[begin Supplied records]
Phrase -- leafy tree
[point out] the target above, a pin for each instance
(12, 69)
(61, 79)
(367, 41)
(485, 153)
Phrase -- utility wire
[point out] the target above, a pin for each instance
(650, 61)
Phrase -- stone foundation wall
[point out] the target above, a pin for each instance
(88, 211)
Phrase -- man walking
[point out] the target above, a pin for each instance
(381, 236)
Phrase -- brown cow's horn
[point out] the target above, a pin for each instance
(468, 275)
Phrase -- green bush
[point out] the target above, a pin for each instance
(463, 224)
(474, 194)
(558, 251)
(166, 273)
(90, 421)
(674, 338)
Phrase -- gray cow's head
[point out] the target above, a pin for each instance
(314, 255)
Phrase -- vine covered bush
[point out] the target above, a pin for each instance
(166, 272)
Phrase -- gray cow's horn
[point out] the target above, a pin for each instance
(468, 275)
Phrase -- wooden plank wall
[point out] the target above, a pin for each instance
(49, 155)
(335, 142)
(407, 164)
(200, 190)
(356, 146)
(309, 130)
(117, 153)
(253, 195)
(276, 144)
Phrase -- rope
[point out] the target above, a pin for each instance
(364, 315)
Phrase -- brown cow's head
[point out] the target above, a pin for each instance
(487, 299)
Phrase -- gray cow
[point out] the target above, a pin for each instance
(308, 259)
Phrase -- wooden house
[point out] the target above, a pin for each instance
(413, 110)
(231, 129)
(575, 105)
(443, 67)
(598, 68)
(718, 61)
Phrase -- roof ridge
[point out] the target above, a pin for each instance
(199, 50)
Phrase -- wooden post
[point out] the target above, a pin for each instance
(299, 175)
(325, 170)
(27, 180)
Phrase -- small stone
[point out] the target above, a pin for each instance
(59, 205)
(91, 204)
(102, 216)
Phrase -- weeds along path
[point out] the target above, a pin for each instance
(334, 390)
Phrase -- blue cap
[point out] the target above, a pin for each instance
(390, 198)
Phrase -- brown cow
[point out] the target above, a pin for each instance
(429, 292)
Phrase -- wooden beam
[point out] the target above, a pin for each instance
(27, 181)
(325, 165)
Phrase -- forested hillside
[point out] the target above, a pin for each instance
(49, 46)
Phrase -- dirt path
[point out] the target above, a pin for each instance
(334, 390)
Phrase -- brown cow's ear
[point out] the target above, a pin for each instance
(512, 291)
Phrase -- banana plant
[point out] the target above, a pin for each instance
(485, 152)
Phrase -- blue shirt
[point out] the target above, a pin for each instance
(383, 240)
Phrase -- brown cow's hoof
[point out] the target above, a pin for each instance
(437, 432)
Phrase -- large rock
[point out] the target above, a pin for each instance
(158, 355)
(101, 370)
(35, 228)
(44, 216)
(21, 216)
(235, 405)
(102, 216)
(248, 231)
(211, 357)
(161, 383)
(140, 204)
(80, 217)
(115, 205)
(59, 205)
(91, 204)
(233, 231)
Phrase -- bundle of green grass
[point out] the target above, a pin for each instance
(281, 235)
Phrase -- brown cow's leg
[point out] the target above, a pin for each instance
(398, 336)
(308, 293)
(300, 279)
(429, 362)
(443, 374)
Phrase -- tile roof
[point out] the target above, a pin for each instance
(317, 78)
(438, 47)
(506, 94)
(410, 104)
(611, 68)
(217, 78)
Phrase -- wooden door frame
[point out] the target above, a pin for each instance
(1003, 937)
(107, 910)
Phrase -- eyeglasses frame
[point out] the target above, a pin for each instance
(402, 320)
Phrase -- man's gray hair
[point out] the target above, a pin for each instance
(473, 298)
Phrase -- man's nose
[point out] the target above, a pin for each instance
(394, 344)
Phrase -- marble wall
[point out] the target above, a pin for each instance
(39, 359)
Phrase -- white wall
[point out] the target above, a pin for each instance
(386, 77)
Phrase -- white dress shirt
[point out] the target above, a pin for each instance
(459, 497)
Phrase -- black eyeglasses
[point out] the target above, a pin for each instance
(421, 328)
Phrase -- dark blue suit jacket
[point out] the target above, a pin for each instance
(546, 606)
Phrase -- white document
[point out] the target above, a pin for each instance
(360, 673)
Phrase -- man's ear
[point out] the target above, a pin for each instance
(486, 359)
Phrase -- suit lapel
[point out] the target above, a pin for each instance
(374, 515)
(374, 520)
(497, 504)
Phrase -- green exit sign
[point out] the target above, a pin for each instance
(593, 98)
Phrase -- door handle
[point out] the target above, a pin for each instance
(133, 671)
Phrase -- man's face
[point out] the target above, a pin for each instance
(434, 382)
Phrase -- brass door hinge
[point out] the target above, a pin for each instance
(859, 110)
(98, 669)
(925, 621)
[end Supplied records]
# Written exercise
Render every one of the rows above as a numbered list, leaving out any blank lines.

# Finished answer
1. Phrase -- leafy tree
2. [point out] the target above, a pin for each instance
3. (12, 69)
4. (61, 79)
5. (367, 41)
6. (485, 153)
7. Phrase -- utility wire
8. [point out] the target above, a pin for each instance
9. (650, 61)
10. Phrase -- stone foundation wall
11. [point out] the target above, a pin for each instance
12. (88, 211)
13. Phrase -- man walking
14. [point out] the target above, a pin for each instance
15. (381, 236)
16. Phrase -- brown cow's horn
17. [point out] the target above, a pin for each instance
18. (468, 275)
19. Phrase -- green bush
20. [point out] the target above, a pin for each instance
21. (463, 224)
22. (474, 194)
23. (558, 251)
24. (166, 273)
25. (90, 421)
26. (674, 338)
27. Phrase -- gray cow's head
28. [point out] the target above, a pin for each instance
29. (314, 255)
30. Phrase -- vine covered bush
31. [point out] the target above, a pin for each instance
32. (166, 272)
33. Phrase -- gray cow's horn
34. [point out] the target above, a pin for each instance
35. (468, 275)
36. Phrase -- wooden plank wall
37. [point out] the target above, a pin for each instance
38. (49, 155)
39. (335, 142)
40. (407, 164)
41. (200, 190)
42. (356, 146)
43. (309, 130)
44. (117, 153)
45. (253, 195)
46. (276, 144)
47. Phrase -- rope
48. [point out] the target above, a pin for each instance
49. (364, 315)
50. Phrase -- brown cow's head
51. [point out] the target above, a pin for each instance
52. (487, 299)
53. Phrase -- gray cow
54. [point out] the target above, a pin for each instance
55. (308, 259)
56. Phrase -- wooden house
57. [point out] the target above, a pin for each instance
58. (413, 110)
59. (231, 129)
60. (575, 105)
61. (443, 67)
62. (598, 68)
63. (718, 61)
64. Phrase -- roof ridge
65. [point out] the target above, a pin for each instance
66. (199, 50)
67. Phrase -- wooden post
68. [point out] the target above, a pin for each instance
69. (299, 175)
70. (325, 170)
71. (27, 180)
72. Phrase -- small stone
73. [point out] the target above, a pin for each instance
74. (59, 205)
75. (91, 204)
76. (102, 216)
77. Phrase -- weeds along path
78. [point out] the target above, a pin for each instance
79. (334, 390)
80. Phrase -- blue cap
81. [point out] the target above, a pin for each instance
82. (390, 198)
83. Phrase -- brown cow
84. [point out] the target above, a pin for each instance
85. (429, 292)
86. Phrase -- wooden beam
87. [point out] the target above, a pin for each instance
88. (27, 181)
89. (325, 165)
90. Phrase -- forested hillside
91. [point out] the target above, a pin for each instance
92. (49, 46)
93. Phrase -- dirt path
94. [point out] the target above, a pin for each instance
95. (334, 390)
96. Phrase -- brown cow's ear
97. [point out] the target above, a pin for each instance
98. (512, 291)
99. Phrase -- banana plant
100. [point out] the target above, a pin for each instance
101. (485, 152)
102. Phrase -- blue shirt
103. [point out] the target above, a pin for each instance
104. (383, 240)
105. Phrase -- brown cow's hoof
106. [point out] the target above, a pin for each instance
107. (437, 432)
108. Phrase -- large rock
109. [point out] the target above, a pin for each instance
110. (158, 355)
111. (101, 370)
112. (35, 228)
113. (44, 216)
114. (21, 216)
115. (235, 405)
116. (102, 216)
117. (248, 231)
118. (211, 357)
119. (161, 383)
120. (140, 204)
121. (80, 217)
122. (115, 205)
123. (59, 205)
124. (91, 204)
125. (233, 231)
126. Phrase -- bundle of green grass
127. [point out] the target above, a pin for each instance
128. (281, 235)
129. Phrase -- brown cow's leg
130. [point out] the target above, a pin for each instance
131. (398, 336)
132. (308, 293)
133. (300, 279)
134. (429, 362)
135. (443, 374)
136. Phrase -- tile roof
137. [point out] the target above, a pin for each instance
138. (317, 78)
139. (438, 47)
140. (506, 94)
141. (410, 104)
142. (611, 68)
143. (217, 78)
144. Phrase -- wooden door frame
145. [point out] the target above, a pin for each instance
146. (1003, 937)
147. (107, 910)
148. Phrase -- eyeglasses frame
149. [point out] the target above, a pin for each instance
150. (402, 320)
151. Phrase -- man's gray hair
152. [point out] the target above, a pin for each instance
153. (473, 298)
154. Phrase -- man's nose
155. [point out] the target above, a pin for each instance
156. (394, 344)
157. Phrase -- marble wall
158. [point out] the target above, a pin for each instance
159. (39, 359)
160. Phrase -- white wall
161. [point out] the target above, a pin for each instance
162. (386, 77)
163. Phrase -- white dress shirt
164. [point out] the target above, a pin for each instance
165. (459, 497)
166. Phrase -- black eyeglasses
167. [point out] the target above, a pin for each instance
168. (421, 328)
169. Phrase -- dark blue suit jacket
170. [point out] the target above, a pin for each instance
171. (546, 606)
172. Phrase -- white document
173. [point out] the target above, a pin for each instance
174. (360, 673)
175. Phrase -- man's ear
176. [point out] the target above, a pin for each instance
177. (486, 359)
178. Phrase -- suit lapel
179. [point out] the target above, a pin for each instance
180. (374, 515)
181. (374, 520)
182. (497, 504)
183. Phrase -- green exit sign
184. [point out] the target above, a pin for each instance
185. (593, 98)
186. Phrase -- door handle
187. [point out] the target above, a pin for each instance
188. (133, 671)
189. Phrase -- man's face
190. [point out] the target above, a pin for each instance
191. (434, 382)
192. Phrase -- brass door hinge
193. [point out] the target above, a pin for each instance
194. (859, 110)
195. (98, 669)
196. (925, 621)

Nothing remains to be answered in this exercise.